§ **Request**:
Find every line in the records below that contains the string "positive", and copy each one out in full. Uppercase and lowercase letters must match.

§ **Exercise input**:

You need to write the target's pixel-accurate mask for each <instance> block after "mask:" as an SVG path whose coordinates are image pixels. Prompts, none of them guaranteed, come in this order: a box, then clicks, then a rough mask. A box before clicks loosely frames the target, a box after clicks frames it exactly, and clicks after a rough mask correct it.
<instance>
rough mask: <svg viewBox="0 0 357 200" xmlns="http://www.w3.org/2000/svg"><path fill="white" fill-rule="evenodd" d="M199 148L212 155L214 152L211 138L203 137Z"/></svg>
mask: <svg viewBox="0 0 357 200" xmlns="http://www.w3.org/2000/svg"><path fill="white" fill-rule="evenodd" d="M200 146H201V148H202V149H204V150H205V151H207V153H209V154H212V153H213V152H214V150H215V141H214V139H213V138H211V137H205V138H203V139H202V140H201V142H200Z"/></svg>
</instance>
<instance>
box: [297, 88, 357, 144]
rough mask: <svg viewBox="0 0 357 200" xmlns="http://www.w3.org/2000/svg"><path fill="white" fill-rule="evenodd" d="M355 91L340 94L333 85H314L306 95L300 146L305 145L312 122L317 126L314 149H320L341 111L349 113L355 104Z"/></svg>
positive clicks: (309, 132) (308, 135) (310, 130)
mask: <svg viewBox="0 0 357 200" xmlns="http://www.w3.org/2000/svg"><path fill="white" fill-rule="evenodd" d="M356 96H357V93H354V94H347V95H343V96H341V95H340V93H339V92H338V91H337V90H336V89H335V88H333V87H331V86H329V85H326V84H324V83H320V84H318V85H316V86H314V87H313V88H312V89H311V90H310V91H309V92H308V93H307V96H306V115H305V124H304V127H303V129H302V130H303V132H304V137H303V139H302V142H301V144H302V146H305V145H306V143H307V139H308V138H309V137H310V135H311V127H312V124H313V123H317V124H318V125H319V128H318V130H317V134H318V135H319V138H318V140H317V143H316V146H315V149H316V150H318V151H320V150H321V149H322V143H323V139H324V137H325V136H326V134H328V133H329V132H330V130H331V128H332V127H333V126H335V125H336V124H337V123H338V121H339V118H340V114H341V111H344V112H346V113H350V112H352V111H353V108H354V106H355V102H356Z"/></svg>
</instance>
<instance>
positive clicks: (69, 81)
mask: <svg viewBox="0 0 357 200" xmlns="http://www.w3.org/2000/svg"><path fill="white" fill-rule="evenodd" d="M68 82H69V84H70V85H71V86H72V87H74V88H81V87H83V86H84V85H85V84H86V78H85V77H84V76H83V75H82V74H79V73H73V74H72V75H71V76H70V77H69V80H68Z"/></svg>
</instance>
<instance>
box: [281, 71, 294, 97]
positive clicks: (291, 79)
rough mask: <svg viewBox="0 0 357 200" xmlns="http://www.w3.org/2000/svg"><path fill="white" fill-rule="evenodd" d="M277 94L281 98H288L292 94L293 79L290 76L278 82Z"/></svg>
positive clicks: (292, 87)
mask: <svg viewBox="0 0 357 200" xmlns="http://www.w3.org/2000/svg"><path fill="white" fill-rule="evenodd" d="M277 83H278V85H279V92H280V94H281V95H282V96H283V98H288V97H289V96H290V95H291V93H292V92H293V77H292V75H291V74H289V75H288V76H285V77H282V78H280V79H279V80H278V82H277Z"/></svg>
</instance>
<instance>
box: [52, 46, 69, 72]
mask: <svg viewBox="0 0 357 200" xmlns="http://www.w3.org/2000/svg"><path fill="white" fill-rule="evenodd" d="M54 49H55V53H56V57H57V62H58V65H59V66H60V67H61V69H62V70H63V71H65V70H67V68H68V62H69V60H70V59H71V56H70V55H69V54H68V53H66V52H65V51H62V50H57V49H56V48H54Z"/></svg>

§ **Expected answer**:
positive clicks: (309, 132) (308, 135) (310, 130)
positive clicks: (69, 81)
positive clicks: (291, 79)
positive clicks: (292, 87)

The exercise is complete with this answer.